▶ _THE EXERCISE_
Find the line that contains "Indicate the person". Repeat that line and all lines following it, exactly, through the end of the listing below.

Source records
========================

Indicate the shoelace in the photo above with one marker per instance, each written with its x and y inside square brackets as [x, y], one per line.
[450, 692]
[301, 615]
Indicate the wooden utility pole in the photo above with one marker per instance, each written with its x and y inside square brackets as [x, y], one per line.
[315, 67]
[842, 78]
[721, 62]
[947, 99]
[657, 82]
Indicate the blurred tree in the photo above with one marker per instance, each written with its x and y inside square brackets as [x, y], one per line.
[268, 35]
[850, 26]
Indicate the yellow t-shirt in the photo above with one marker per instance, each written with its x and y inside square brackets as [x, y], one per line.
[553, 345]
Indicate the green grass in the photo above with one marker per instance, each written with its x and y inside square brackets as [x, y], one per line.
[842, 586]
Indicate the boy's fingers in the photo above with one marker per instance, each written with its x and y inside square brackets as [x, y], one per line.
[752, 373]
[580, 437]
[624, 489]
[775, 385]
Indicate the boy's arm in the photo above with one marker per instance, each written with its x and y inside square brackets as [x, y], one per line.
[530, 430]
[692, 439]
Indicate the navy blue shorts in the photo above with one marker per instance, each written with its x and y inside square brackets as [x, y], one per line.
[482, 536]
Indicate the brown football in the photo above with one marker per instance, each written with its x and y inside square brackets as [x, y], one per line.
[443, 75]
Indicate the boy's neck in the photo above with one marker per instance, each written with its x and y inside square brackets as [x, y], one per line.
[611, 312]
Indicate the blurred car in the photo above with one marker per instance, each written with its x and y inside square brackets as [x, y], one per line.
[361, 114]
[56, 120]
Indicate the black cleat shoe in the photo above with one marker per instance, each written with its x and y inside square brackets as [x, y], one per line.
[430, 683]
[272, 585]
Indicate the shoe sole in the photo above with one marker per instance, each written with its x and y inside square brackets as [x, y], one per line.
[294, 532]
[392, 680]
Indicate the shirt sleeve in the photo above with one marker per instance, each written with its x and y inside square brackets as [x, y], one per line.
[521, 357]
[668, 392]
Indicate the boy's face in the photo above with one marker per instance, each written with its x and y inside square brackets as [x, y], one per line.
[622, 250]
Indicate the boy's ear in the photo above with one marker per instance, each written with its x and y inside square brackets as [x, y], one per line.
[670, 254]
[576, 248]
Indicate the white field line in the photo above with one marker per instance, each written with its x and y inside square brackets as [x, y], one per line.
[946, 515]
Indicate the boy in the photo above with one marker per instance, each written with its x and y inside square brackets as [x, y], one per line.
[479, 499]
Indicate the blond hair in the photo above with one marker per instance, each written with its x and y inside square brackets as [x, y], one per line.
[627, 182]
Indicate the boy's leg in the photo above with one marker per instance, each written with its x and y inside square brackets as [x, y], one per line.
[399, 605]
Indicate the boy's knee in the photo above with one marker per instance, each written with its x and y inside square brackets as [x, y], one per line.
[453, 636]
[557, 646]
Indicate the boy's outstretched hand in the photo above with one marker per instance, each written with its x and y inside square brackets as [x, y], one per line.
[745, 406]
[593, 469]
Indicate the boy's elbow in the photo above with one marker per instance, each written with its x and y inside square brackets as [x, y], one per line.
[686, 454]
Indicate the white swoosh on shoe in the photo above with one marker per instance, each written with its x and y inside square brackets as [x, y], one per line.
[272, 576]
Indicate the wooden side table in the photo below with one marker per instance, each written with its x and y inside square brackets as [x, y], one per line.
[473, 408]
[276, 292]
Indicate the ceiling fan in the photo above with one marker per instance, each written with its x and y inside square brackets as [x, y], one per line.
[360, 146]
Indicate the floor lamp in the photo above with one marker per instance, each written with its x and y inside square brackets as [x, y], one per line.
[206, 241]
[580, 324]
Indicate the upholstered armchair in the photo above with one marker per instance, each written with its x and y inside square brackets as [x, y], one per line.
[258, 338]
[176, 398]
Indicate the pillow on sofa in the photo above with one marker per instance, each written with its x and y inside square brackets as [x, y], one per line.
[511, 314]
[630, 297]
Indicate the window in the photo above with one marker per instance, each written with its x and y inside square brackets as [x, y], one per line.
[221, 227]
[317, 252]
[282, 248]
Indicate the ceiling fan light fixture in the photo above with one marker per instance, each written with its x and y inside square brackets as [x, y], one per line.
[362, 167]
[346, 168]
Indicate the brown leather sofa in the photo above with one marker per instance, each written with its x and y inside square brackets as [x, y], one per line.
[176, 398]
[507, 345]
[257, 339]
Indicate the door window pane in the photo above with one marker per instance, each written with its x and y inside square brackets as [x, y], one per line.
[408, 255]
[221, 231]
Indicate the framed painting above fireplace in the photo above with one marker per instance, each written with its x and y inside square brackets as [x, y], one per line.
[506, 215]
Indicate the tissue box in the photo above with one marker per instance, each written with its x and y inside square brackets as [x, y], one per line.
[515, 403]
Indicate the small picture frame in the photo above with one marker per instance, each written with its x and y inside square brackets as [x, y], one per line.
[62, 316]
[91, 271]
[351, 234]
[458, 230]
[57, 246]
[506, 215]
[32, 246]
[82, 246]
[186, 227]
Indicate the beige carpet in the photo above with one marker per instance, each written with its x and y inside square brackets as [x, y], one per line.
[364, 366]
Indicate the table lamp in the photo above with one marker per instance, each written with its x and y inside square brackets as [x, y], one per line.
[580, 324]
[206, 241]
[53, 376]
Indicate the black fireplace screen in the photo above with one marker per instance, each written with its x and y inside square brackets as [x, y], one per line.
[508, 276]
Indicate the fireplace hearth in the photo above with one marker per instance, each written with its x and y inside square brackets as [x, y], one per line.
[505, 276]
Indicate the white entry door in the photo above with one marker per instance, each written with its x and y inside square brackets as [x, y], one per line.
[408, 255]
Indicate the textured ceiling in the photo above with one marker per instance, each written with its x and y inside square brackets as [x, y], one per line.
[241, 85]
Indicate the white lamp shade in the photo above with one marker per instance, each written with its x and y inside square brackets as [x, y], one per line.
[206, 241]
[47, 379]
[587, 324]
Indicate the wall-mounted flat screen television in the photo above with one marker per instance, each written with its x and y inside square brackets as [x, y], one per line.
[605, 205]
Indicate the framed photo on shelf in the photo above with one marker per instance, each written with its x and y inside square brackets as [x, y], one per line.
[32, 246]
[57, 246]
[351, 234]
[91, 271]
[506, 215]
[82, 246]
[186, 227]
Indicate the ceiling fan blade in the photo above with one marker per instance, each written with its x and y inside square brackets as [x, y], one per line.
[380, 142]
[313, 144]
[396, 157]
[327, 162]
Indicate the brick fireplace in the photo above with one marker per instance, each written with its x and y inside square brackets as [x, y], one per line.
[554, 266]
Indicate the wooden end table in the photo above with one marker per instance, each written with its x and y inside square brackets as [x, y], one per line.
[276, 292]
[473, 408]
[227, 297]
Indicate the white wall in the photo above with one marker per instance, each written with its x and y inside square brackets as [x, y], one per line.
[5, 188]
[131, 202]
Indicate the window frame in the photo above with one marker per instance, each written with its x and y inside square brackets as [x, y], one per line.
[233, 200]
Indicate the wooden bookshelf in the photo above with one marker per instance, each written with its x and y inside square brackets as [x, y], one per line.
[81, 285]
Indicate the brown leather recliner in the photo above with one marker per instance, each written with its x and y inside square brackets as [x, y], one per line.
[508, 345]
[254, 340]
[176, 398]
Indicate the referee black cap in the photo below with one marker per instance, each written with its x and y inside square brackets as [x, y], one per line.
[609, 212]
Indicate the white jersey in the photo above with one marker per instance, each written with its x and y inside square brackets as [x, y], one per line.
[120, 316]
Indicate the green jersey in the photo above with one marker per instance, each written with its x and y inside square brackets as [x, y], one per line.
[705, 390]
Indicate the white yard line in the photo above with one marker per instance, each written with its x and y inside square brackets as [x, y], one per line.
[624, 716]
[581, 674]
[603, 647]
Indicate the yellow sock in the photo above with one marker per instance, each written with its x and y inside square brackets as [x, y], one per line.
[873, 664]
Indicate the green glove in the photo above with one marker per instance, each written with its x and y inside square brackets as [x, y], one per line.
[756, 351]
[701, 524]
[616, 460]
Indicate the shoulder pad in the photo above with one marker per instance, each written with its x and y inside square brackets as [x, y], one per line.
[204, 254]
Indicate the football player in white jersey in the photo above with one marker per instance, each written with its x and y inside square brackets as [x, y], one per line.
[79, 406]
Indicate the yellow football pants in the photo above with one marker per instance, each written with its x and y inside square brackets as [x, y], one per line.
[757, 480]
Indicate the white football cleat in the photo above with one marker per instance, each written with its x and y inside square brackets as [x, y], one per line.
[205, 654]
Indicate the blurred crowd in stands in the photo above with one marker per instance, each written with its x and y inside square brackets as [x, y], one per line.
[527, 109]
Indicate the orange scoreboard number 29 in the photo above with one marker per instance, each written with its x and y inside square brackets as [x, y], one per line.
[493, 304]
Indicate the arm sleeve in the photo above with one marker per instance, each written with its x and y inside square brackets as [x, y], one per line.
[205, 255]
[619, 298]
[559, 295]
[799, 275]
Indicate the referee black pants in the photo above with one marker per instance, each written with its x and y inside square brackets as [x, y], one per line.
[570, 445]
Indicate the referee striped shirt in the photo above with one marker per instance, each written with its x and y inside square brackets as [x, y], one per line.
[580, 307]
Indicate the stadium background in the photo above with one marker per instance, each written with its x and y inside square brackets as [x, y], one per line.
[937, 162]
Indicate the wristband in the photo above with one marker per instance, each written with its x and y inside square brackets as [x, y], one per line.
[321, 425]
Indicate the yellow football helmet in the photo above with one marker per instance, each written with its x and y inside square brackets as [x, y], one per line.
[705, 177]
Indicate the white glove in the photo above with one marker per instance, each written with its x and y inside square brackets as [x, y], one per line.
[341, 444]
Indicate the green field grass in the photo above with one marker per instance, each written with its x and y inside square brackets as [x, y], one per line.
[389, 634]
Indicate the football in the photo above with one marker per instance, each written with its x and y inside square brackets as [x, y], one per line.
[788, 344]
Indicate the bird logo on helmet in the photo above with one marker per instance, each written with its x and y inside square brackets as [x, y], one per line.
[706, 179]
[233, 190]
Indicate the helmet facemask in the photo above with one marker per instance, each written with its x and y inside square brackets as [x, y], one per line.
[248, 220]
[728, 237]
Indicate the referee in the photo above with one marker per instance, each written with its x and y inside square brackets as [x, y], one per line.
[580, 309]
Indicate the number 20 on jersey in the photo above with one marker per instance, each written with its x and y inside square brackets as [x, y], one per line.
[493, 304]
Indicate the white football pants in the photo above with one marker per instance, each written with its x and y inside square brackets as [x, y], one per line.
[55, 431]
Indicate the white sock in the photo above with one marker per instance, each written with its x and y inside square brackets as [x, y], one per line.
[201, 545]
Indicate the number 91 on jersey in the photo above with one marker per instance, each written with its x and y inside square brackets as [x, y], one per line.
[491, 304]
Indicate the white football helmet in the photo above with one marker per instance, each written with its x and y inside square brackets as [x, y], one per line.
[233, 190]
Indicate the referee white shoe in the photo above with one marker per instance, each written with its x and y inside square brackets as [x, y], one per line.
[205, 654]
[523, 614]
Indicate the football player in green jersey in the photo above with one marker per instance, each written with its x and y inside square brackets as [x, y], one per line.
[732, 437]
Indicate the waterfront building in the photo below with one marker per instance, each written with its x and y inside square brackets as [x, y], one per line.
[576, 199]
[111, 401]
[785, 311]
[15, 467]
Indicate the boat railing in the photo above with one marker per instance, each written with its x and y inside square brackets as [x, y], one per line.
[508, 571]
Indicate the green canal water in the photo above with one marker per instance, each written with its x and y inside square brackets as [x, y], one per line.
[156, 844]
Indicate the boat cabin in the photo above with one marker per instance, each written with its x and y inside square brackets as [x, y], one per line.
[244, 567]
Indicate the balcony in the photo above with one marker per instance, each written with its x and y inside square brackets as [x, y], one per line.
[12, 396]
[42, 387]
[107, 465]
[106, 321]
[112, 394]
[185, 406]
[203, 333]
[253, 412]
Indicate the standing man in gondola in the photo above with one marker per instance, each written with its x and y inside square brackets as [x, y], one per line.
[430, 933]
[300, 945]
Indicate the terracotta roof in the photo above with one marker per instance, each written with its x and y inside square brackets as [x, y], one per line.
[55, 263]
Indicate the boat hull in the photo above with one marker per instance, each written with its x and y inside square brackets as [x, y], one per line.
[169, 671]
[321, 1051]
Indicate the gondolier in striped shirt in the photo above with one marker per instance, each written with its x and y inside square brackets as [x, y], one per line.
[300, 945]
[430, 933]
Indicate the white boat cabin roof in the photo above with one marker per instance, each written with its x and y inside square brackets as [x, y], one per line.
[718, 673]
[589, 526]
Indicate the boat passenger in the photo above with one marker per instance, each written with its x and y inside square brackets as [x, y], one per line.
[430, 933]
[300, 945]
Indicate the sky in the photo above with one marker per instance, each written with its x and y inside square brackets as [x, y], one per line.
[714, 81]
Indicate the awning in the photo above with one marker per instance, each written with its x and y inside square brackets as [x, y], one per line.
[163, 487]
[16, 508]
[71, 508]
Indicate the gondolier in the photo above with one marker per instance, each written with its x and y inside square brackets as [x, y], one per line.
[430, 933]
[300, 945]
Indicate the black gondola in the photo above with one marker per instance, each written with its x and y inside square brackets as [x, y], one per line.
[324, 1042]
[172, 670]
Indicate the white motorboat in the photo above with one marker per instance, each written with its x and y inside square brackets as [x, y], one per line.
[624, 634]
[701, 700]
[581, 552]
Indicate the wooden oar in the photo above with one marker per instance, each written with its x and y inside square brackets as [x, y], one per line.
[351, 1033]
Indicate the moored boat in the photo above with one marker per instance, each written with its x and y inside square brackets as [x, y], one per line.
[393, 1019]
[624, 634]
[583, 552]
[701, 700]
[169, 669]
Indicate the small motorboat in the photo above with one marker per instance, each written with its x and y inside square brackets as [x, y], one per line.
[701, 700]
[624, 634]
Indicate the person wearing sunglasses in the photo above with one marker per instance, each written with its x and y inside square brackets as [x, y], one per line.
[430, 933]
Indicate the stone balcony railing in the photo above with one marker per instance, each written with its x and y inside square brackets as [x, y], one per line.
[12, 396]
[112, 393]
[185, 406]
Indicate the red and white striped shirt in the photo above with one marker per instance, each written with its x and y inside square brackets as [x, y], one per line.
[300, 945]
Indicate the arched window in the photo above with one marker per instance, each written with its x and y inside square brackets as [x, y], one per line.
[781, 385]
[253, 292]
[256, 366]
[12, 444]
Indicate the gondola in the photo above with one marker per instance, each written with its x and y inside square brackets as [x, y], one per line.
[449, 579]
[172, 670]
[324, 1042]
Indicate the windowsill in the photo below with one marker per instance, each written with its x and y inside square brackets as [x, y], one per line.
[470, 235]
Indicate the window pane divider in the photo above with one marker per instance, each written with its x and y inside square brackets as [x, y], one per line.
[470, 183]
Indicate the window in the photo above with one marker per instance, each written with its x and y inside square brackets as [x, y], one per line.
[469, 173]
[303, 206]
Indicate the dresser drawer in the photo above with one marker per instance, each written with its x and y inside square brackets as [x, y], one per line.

========================

▶ _COMPLETE ANSWER_
Indicate the person wearing sunglasses in the photo above with one marker per instance, each written with its x and y inside square brackets as [x, y], one per line.
[430, 933]
Indicate the stone balcony railing in the photo above with one marker per instance, each written with its x and y inside square brackets as [x, y], one per line.
[12, 396]
[112, 393]
[185, 406]
Indicate the red and white striped shirt in the photo above with one marker per instance, each written with its x and y inside square brackets as [x, y], one per line.
[300, 945]
Indicate the arched window in the photo above with one marker per instance, each written with its x and y inside square brackets as [x, y], one per line.
[781, 385]
[253, 292]
[256, 366]
[12, 444]
Indicate the gondola in the photo above with one marker per instance, each written with its x and y inside square brackets as [x, y], one per line.
[449, 579]
[172, 670]
[324, 1042]
Indicate the windowsill in the photo below with one marker per instance, each written with its x and y inside square brackets as [x, y], one per line.
[470, 235]
Indicate the window pane divider in the photo above with one marker per instance, each written with its x and y inside square brackets as [x, y], one per line.
[470, 183]
Indicate the window in the photo above with one marker per instance, each written with its x and y inside square brackets as [x, y], one per line.
[469, 173]
[303, 206]
Indicate the dresser drawer in the photo above with one marker per instance, each written with its x and y inside square brackets as [x, y], one per line.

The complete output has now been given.